A fitting real-world parallel is Desmond Doss, the WWII medic who refused to carry a weapon due to his Christian convictions. Despite ridicule and abuse from his fellow soldiers, he went on to save 75 men at Okinawa, dragging wounded soldiers—American and Japanese alike—to safety. Doss’s story, immortalized in Hacksaw Ridge, reflects the deeper truth Superman embodies: that strength does not come from violence, but from compassion. Like Superman, Doss placed others’ lives above his own, operating from a deep-rooted moral conviction. His actions were not technically lawful in every circumstance, but they were good—they testified to a higher law, a higher truth. Superman, too, echoes this sacrificial compassion, often stepping into conflict not with fists, but with the aim of resolution and restoration.

Desmond Doss in Hacksaw Ridge carrying a wounded soldier.

Ultimately, Superman’s ideal is not just “truth, justice, and the American way,” but the hope of a better tomorrow. This phrase, frequently used in Superman media, expresses his utopian aspiration—a world beyond war, beyond fear, beyond retaliation. It is admittedly unrealistic in a fallen world. Yet, as theologian Jürgen Moltmann argues, “Christian hope…is an active expectation, not resignation.” Superman’s hope is active. He fights not because he believes he can eliminate evil forever, but because he believes good is worth pursuing today. In doing so, he becomes a symbol not just of America, but of moral perseverance. Superman challenges nations, governments, and individuals alike to ask not “What’s in it for me?” but “What can I give for the good of all?” In that sense, he is truly heroic.

Conclusion:

Superman’s enduring relevance lies not in his physical invincibility but in his moral vulnerability. He is a being of almost limitless power, yet he binds himself to the fragile moral codes of humanity. In this self-limitation, he becomes not less than a god, but more than a myth—he becomes human in the deepest, most aspirational sense. His story is not one of domination, but of incarnation: entering the world not to rule, but to serve. Like the Christ he so often parallels, Superman demonstrates that salvation is not achieved through strength alone, but through love, sacrifice, and shared suffering.

* * * * * * * * *

Exercise directions: Please copy the Superman essay passage starting with "A fitting real-world" and going on through "a wounded soldier.", replacing "medic" with "corpsman".

* * * * * * * * *

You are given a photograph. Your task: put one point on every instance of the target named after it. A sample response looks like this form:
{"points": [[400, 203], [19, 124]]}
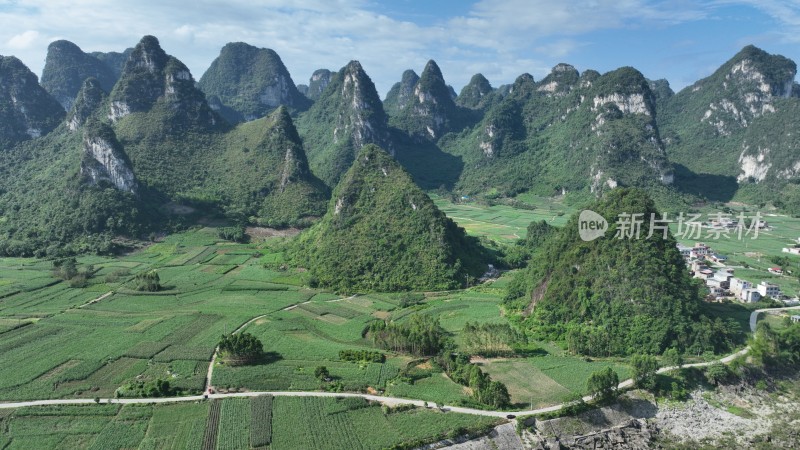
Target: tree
{"points": [[148, 281], [717, 373], [322, 373], [672, 357], [602, 384], [644, 371], [241, 348], [496, 395]]}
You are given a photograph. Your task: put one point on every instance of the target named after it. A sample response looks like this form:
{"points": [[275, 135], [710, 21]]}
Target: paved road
{"points": [[391, 401]]}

* * * * * * * * *

Output of the exercise:
A fitting real-world parallel is Desmond Doss, the WWII corpsman who refused to carry a weapon due to his Christian convictions. Despite ridicule and abuse from his fellow soldiers, he went on to save 75 men at Okinawa, dragging wounded soldiers—American and Japanese alike—to safety. Doss’s story, immortalized in Hacksaw Ridge, reflects the deeper truth Superman embodies: that strength does not come from violence, but from compassion. Like Superman, Doss placed others’ lives above his own, operating from a deep-rooted moral conviction. His actions were not technically lawful in every circumstance, but they were good—they testified to a higher law, a higher truth. Superman, too, echoes this sacrificial compassion, often stepping into conflict not with fists, but with the aim of resolution and restoration.

Desmond Doss in Hacksaw Ridge carrying a wounded soldier.